# Consigne
Recopiez fidèlement, sans la moindre modification, chacune des lignes de tous les items qui suivent.

# Extraits de données
————
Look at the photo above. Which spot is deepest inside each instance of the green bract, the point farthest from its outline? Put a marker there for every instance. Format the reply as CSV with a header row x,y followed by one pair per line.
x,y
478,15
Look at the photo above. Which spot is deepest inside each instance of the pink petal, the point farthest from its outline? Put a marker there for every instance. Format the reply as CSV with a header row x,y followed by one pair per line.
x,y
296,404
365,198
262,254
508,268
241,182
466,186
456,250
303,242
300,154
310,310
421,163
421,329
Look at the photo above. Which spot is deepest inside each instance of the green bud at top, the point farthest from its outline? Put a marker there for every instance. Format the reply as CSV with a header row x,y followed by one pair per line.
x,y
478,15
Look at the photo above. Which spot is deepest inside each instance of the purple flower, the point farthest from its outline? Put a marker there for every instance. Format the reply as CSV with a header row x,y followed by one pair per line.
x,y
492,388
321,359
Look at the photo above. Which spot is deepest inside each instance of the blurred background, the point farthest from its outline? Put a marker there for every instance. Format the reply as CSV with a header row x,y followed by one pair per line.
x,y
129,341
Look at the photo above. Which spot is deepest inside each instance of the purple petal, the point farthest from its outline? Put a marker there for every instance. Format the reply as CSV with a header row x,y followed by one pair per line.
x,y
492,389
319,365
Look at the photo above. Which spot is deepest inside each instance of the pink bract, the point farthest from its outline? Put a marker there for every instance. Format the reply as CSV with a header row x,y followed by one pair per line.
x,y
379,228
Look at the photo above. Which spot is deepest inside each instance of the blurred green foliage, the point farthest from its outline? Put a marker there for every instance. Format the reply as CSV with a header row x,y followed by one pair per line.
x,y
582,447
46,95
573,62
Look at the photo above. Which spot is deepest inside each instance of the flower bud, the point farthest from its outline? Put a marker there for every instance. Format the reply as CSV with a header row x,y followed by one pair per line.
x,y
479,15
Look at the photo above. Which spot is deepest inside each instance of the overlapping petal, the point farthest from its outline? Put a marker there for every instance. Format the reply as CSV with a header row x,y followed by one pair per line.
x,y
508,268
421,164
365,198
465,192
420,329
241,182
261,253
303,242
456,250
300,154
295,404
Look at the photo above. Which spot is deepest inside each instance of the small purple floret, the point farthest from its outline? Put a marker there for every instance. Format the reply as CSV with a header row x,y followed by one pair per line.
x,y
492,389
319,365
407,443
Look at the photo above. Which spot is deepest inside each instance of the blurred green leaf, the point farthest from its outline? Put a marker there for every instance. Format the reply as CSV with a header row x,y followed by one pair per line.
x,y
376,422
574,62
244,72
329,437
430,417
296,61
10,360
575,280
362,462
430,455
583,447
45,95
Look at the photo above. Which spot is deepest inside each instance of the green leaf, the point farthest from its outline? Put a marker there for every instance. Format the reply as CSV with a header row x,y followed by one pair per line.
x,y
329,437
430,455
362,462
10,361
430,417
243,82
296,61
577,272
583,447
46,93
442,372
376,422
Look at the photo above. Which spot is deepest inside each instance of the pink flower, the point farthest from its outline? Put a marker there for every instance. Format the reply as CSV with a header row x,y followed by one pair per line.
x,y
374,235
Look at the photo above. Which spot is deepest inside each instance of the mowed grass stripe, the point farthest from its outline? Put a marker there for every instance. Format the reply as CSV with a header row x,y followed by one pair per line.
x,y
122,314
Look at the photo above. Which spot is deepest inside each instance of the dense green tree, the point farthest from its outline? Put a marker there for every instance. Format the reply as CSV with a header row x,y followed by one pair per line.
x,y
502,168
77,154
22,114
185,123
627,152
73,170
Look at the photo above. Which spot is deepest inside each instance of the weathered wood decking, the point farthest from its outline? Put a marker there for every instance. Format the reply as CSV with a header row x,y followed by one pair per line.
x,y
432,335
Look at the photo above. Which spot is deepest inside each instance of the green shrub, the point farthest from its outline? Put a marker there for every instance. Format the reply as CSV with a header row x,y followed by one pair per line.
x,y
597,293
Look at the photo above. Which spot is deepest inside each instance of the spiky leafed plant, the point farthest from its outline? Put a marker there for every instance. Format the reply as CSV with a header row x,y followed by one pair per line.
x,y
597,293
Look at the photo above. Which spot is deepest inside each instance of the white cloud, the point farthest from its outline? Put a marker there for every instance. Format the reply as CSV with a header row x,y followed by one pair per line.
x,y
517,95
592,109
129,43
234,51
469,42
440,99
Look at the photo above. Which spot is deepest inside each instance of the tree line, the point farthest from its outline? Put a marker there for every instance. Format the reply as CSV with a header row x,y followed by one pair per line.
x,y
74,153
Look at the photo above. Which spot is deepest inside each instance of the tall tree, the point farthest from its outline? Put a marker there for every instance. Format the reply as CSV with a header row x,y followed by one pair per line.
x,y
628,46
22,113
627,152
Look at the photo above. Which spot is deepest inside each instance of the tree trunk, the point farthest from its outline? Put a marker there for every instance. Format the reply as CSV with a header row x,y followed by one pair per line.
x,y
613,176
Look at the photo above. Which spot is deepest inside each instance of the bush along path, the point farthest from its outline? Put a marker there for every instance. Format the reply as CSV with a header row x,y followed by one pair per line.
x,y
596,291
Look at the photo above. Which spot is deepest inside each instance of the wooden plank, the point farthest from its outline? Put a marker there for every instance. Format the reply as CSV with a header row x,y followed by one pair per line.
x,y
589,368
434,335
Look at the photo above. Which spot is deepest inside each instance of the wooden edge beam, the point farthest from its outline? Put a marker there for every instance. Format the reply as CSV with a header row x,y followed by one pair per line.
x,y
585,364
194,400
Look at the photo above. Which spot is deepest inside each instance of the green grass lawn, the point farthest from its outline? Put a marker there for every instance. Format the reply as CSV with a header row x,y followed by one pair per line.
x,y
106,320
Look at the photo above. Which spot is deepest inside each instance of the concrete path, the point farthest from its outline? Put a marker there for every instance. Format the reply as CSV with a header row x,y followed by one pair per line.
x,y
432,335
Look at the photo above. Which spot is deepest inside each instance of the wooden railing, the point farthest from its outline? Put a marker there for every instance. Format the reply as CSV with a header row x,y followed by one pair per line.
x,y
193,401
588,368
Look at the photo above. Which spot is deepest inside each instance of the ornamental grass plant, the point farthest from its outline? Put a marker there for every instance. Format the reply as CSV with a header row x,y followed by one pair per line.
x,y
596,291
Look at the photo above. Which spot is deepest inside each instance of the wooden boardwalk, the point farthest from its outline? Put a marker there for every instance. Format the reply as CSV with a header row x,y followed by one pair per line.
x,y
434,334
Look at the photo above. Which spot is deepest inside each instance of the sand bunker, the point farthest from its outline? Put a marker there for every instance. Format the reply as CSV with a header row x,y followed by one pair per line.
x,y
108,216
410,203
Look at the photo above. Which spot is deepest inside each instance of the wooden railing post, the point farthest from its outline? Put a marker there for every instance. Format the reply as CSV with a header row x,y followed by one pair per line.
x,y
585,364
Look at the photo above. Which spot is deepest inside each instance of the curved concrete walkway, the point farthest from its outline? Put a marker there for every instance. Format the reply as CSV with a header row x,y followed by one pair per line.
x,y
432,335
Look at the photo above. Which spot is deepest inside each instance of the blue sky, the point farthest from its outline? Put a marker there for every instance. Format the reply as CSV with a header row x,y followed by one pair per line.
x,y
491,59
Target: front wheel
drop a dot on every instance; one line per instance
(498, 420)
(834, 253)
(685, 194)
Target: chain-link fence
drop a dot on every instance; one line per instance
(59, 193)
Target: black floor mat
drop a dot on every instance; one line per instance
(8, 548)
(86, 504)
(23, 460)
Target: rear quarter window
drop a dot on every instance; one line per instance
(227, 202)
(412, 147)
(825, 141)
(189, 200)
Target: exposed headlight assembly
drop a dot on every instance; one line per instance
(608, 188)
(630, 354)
————
# Production attendue
Look at the photo above. Which spot is deepest inside each instance of the green bract, the point farthest from its outline? Put a marker there for every instance. Format the reply as CSV with a header row x,y followed by one pair per line.
x,y
478,15
Look at the photo above. Which spot is deepest inside each instance of the pink petal, the point farthest from its outline? Put a marker there for every instance. Format the reply as CSV with a header row x,y followed by one pair per line.
x,y
296,404
365,198
262,254
508,268
241,182
466,186
456,250
303,242
300,154
310,310
421,163
421,329
Look at the photo above. Which spot is deepest inside each instance of the green bud at top, the point farthest from its outline? Put a marker there for every instance. Format the reply as CSV with a header row x,y followed by one pair per line.
x,y
478,15
Look at the photo above. Which spot is deepest inside each instance of the purple flower, the point farthest from its outline? Put a marker there for every instance. Format the reply as CSV with a header row x,y followed by one pair per line.
x,y
492,388
321,359
Look at the photo above. Which spot is deepest inside each instance of the blurred background, the point farthest from its outline? Put a marker there for every instance. Format the reply as CSV with a header row x,y followed by one pair per line.
x,y
129,341
Look at the photo above. Which spot is deepest inside each instance of the purple petal, the point farthest from its outline? Put a marker there for every instance. Format the reply as CSV with a header row x,y followed by one pair per line.
x,y
492,389
319,365
Look at the photo above. Which spot is deepest inside each instance of the pink bract, the point farthest from its outline? Put a marker there for every instance. Format the reply as CSV with a header row x,y followed by one pair per line.
x,y
379,228
Look at the photo above. Which spot is deepest inside each instance of the blurred green foliage, the point farthest from its outline? Put a marker there for every instance. Format the reply as CSV with a header row x,y followed by one pair per line.
x,y
582,447
46,95
573,62
Look at the photo above. Which spot is deepest inside each instance of the flower bud, the point farthest from its outline? Put a marker there for every instance. Format the reply as CSV with a header row x,y followed by one pair per line.
x,y
479,15
Look at the photo above. Which spot is deepest inside each instance of the overlapping petal, the point farthest from its outline? Put a marker there for every instance. Format the reply as CSV with a header row x,y followed by one pair per line.
x,y
508,268
421,164
365,198
465,192
420,329
241,182
261,253
303,242
456,250
300,154
295,404
Look at the photo above. Which spot is deepest inside each instance of the small purple floret, the point farthest from its outline? Put a marker there for every instance. Format the reply as CSV with a header row x,y followed by one pair per line.
x,y
492,389
319,365
407,443
Look at the photo above. Which spot is deepest inside each instance of the blurred green leaf, the point farthest from its outline? Put a marker there for every instance. Format the reply as CSV with a header row x,y followed by one pair per line.
x,y
376,422
574,62
244,72
329,437
430,417
296,61
10,360
575,280
362,462
430,455
583,447
45,95
Look at the photo above. Which spot is deepest inside each instance of the green leaf, the point farthest from its outline? Put a marker there for every instance. Format the reply as CSV with a header row x,y followed by one pair per line.
x,y
329,437
430,455
362,462
10,361
430,417
243,82
296,61
577,272
583,447
46,93
442,372
376,422
Look at the photo above. Which spot is deepest inside each instance of the pink flower, the point farthest from its outline? Put a marker there for every instance. Format the reply as CSV with a header row x,y followed by one pair per line.
x,y
374,235
Look at the photo above. Which spot is deepest inside each instance of the mowed grass stripe, the point farthest from its outline? Put a marker there for every instance. Format the reply as CSV with a header row x,y followed by one pair per line.
x,y
122,314
Look at the photo above. Which spot is deepest inside each instance of the dense green tree, the point farthest from its outline? Put a marker there for every instance. Format the reply as CSV with a header row x,y followed by one pair per line.
x,y
502,168
77,154
22,114
185,123
627,152
73,170
Look at the photo above. Which spot is deepest inside each instance of the weathered wood decking, the point farthest from its outline? Put a marker there for every instance. Format the reply as CSV with a header row x,y followed by one pair per line.
x,y
432,335
Look at the photo above. Which spot is deepest inside each instance of the green shrub, the point farthest from its outline? Put a marker there for every instance. Format the reply as CSV with a header row x,y followed by one pair per line.
x,y
597,293
Look at the photo above. Which spot is deepest inside each instance of the spiky leafed plant, the point farthest from its outline? Put a marker there for every instance. Format the reply as CSV with a header row x,y followed by one pair per line.
x,y
597,293
Look at the photo above. Which spot is deepest inside each instance of the white cloud, the point farthest from its outline? Put a marker there for every instance. Format the reply as CSV with a header row x,y followed by one pair per line.
x,y
517,95
592,109
129,43
234,51
469,42
440,99
Look at the photo above. Which spot is deepest inside each instance of the tree line, the point farthest from its outline? Put a marker there for every instance. Format the reply as CSV with a header row x,y followed by one pair per line.
x,y
74,153
Look at the photo above. Which spot is deepest inside each instance of the tall tree, the point farthest from its outline? Put a marker there for every instance. Format the reply as CSV with a header row x,y followed by one pair per line.
x,y
628,46
22,113
627,152
Look at the photo above. Which spot is deepest inside each instance of the tree trunk, the point farthest from its outline? Put a marker there for every instance. Format the reply as CSV with a header row x,y followed by one pair per line.
x,y
613,176
Look at the photo above. Which spot is deepest inside each instance of the bush along path, the point farthest from its outline? Put a marker there for every instance. Format the reply as CSV with a header row x,y followed by one pair per line.
x,y
596,291
Look at the photo above. Which spot is deepest inside each instance of the wooden plank, the point farthest from its outline? Put a marker there for every instance. Format the reply as CSV with a header row x,y followed by one pair per line.
x,y
589,368
434,335
Look at the photo above. Which spot is deepest inside each instance of the wooden edge beam, the point farthest from its outline? Put a marker there for every instance. Format the reply as CSV with a header row x,y followed by one pair per line.
x,y
585,364
194,400
Look at the photo above. Which spot is deepest inside each instance of the green grass lawn, the point farthest from its outline? Put a marker there for every instance. Format the reply as CSV with a header row x,y followed by one pair per line.
x,y
106,320
Look at the photo above. Which spot is deepest inside each instance of the concrete path, the point farthest from its outline? Put a marker there for every instance. Format the reply as CSV with a header row x,y followed by one pair per line.
x,y
432,335
Look at the photo above. Which spot is deepest inside each instance of the wooden railing, the point farthest from its outline? Put a marker there for every instance. Format the reply as CSV with a header row x,y followed by one pair per line.
x,y
193,401
588,368
Look at the photo above. Which spot is deepest inside each instance of the ornamental grass plant, the point farthest from its outline? Put a marker there for every instance. Format the reply as CSV with a header row x,y followed by one pair per line.
x,y
596,291
Look at the photo above. Which spot is deepest inside each instance of the wooden boardwalk, the point farthest from its outline? Put a marker there for every instance. Format the reply as CSV with a header row x,y followed by one pair per line.
x,y
434,334
Look at the photo above. Which spot is deepest inside each instance of the sand bunker, the point farthest from its outline? Put a marker there for every instance. Format the reply as CSV with a header row x,y followed by one pair per line.
x,y
108,216
410,203
Look at the photo above. Which spot is deepest inside each instance of the wooden railing post, the point farthest from its outline? Put a marker there for every instance. Format the reply as CSV with a header row x,y followed by one pair per line.
x,y
585,364
Look at the photo above. Which spot is deepest inside each instance of the curved concrete walkway, the point farthest from its outline? Put a marker there for every instance. Format the reply as CSV with a header row x,y followed by one pair per line.
x,y
432,335
Look at the photo above. Which spot is deepest inside each instance of the blue sky, the point farthest from its outline? Put a marker there for every instance. Format the reply as CSV with a header row x,y followed by one pair per line.
x,y
491,59
Target: front wheel
drop a dot on every instance; one line per instance
(498, 420)
(834, 253)
(685, 194)
Target: chain-link fence
drop a dot on every instance; one line per instance
(59, 193)
Target: black floor mat
drop a dot on every instance; one line per instance
(8, 548)
(86, 504)
(23, 460)
Target: rear quarter window
drop a dot on every instance; one line per instance
(227, 202)
(412, 147)
(825, 141)
(189, 200)
Target: exposed headlight assembly
drop a dot on every instance; one line per instance
(608, 188)
(630, 354)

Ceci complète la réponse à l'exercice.